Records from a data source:
begin

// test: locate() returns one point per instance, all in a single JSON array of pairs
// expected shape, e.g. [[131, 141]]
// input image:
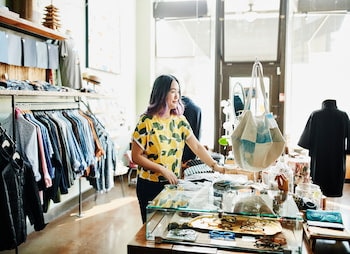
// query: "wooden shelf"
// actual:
[[53, 93], [22, 25]]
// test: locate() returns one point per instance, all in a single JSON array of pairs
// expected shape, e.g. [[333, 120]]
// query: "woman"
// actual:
[[159, 139]]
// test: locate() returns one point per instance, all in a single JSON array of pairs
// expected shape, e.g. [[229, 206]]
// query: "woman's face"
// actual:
[[173, 95]]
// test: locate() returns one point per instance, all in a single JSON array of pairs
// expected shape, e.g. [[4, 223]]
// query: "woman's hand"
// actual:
[[170, 176]]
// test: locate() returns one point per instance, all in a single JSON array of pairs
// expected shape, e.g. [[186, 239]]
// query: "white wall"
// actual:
[[119, 109]]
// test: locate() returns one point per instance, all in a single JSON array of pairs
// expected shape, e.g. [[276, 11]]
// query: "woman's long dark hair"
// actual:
[[157, 101]]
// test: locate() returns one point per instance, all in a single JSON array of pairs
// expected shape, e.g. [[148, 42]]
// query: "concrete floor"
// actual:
[[110, 221]]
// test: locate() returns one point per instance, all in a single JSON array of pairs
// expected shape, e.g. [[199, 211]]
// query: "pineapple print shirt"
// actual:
[[163, 141]]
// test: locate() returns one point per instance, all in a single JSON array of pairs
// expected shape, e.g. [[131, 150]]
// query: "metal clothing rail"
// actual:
[[48, 104]]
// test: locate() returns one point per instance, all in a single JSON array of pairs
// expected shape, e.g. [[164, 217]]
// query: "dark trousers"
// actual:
[[146, 191]]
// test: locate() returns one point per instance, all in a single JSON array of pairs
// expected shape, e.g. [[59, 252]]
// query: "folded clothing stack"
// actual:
[[325, 219]]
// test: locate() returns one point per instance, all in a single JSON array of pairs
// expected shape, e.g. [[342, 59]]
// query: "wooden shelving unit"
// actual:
[[8, 20]]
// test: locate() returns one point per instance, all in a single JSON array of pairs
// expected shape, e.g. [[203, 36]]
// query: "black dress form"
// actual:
[[326, 136]]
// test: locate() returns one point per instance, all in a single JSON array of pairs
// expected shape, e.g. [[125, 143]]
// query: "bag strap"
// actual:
[[240, 86], [257, 75]]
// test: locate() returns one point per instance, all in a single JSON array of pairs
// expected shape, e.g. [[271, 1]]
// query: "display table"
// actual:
[[139, 245], [219, 217]]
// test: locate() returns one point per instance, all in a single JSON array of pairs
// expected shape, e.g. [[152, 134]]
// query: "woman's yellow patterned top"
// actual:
[[163, 141]]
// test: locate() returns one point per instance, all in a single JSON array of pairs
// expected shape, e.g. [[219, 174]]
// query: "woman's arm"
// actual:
[[140, 159], [203, 154]]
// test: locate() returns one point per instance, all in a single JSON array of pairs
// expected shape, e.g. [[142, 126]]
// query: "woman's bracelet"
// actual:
[[215, 164]]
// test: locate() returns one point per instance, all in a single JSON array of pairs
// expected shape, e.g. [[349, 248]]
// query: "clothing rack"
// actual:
[[47, 104]]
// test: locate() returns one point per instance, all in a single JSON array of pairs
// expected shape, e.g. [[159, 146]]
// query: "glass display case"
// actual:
[[225, 215]]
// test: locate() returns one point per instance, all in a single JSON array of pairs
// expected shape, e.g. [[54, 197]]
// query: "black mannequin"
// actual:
[[325, 136]]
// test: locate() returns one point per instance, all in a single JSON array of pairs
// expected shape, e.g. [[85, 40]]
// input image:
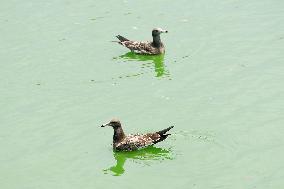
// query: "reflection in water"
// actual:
[[157, 60], [144, 155]]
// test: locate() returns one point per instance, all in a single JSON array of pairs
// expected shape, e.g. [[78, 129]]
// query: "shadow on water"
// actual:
[[144, 156], [149, 61]]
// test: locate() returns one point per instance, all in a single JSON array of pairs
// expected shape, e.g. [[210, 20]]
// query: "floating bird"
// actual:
[[151, 48], [122, 142]]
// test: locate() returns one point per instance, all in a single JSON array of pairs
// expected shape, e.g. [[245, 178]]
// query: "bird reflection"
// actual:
[[141, 156], [156, 60]]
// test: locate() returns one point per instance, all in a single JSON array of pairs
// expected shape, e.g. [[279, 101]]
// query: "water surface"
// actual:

end

PROBLEM STATEMENT: Restate the data above exactly, stripping out each image.

THE ANSWER:
// test: locate() returns one point per instance, all in a single JSON array of pairs
// expected shape, e.g. [[131, 141]]
// input image:
// query: "wooden shelf"
// actual:
[[53, 93], [22, 25]]
// test: locate() returns one point per instance, all in a single JSON array of pairs
// expected shape, e.g. [[333, 120]]
// query: "woman"
// actual:
[[159, 139]]
// test: locate() returns one point per instance, all in a single JSON array of pairs
// expected shape, e.g. [[229, 206]]
// query: "woman's face"
// actual:
[[173, 95]]
// test: locate() returns one point per instance, all in a single JSON array of pairs
// expected shape, e.g. [[4, 223]]
// query: "woman's hand"
// actual:
[[170, 176]]
// test: locate() returns one point per instance, all in a single JSON array of pairs
// expected shape, e.g. [[186, 239]]
// query: "white wall"
// actual:
[[119, 109]]
// test: locate() returns one point per instance, all in a single JSON array of pairs
// expected shape, e.g. [[276, 11]]
// query: "woman's long dark hair"
// actual:
[[157, 101]]
// test: locate() returns one point per instance, all in a single JSON array of pairs
// expected shape, e.g. [[148, 42]]
// query: "concrete floor"
// actual:
[[110, 221]]
// test: locate() returns one point per instance, all in a single JSON array of pairs
// expected shape, e.g. [[199, 211]]
// query: "pineapple print shirt"
// actual:
[[163, 141]]
// test: locate() returns one point per instance, all in a single JSON array of pairs
// expected shape, e.g. [[131, 150]]
// query: "metal clothing rail"
// actual:
[[48, 104]]
// test: locate() returns one point per instance, all in a single JSON array of pairs
// expected shape, e.g. [[164, 217]]
// query: "dark trousers"
// actual:
[[146, 191]]
// test: locate() returns one point per instance, all in a single JSON array of pairs
// expected shape, e.g. [[59, 252]]
// query: "folded clothing stack"
// actual:
[[325, 219]]
// test: locate() returns one point per instance, all in a single JSON array of pairs
// expected shape, e.g. [[342, 59]]
// query: "wooden shelving unit"
// actual:
[[8, 20]]
// test: locate() returns one point per instance, all in a single JSON array of pairs
// expected shape, e.g. [[203, 36]]
// query: "black dress form"
// actual:
[[326, 136]]
// test: locate() returns one point per instance, all in a single JSON array of pairs
// expected shape, e.g. [[125, 143]]
// query: "bag strap"
// actual:
[[240, 86], [257, 75]]
// test: locate() returns one point per instance, all in a single JSON array of pairs
// expected shape, e.g. [[271, 1]]
// query: "display table"
// actual:
[[139, 245], [219, 217]]
// test: locate() returns one point per instance, all in a single JSON array of pairs
// expected shape, e.g. [[152, 134]]
// query: "woman's yellow patterned top"
// actual:
[[163, 141]]
// test: locate() returns one point per instance, all in a single JSON array of pairs
// expected shape, e.g. [[219, 174]]
// query: "woman's arm"
// actual:
[[140, 159], [203, 154]]
// test: locate() returns one point per instance, all in a single JSON array of pairs
// expected shape, e.g. [[142, 126]]
// query: "woman's bracelet"
// actual:
[[215, 164]]
// test: locate() returns one point per instance, all in a single JSON array of pairs
// expected shape, e.g. [[349, 248]]
// query: "clothing rack"
// actual:
[[47, 104]]
// test: locate() returns one point per instance, all in a single JSON array of pairs
// expected shape, e.g. [[159, 146]]
// query: "glass display case"
// actual:
[[225, 215]]
// test: locate() returns one point per instance, all in a single JSON array of pairs
// expected shape, e.g. [[54, 197]]
// query: "black mannequin"
// actual:
[[325, 136]]
// test: locate() returns one point per instance, all in a single JSON array of pairs
// expected shape, e.g. [[85, 40]]
// input image:
// query: "reflection in water"
// actual:
[[157, 60], [144, 155]]
// test: locate() returns one point per instance, all in a single JSON array of pairs
// expected shape, e.g. [[78, 129]]
// query: "shadow on water"
// actual:
[[144, 156], [149, 61]]
// test: locate() returns one point per instance, all in a single JSON array of pairs
// expected shape, e.g. [[210, 20]]
// query: "floating bird"
// actual:
[[151, 48], [122, 142]]
// test: locate() returns one point per instance, all in a single JSON array of pairs
// expected shape, e.g. [[245, 178]]
// query: "bird reflection"
// actual:
[[141, 156], [156, 60]]
// test: locate() returns one point per instance, all in a single JSON array of pairs
// expected shape, e.g. [[279, 101]]
// query: "water surface"
// actual:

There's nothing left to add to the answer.